• [Prompt] Write out every one of the lines below word for word, with nothing changed.

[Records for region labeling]
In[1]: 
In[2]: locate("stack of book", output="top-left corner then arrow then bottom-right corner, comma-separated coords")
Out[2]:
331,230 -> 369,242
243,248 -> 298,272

• [Task result]
In[1]: 
In[2]: locate("stack of book", output="top-left corner then arrow then bottom-right corner, comma-separated coords")
Out[2]:
331,230 -> 369,242
243,248 -> 298,272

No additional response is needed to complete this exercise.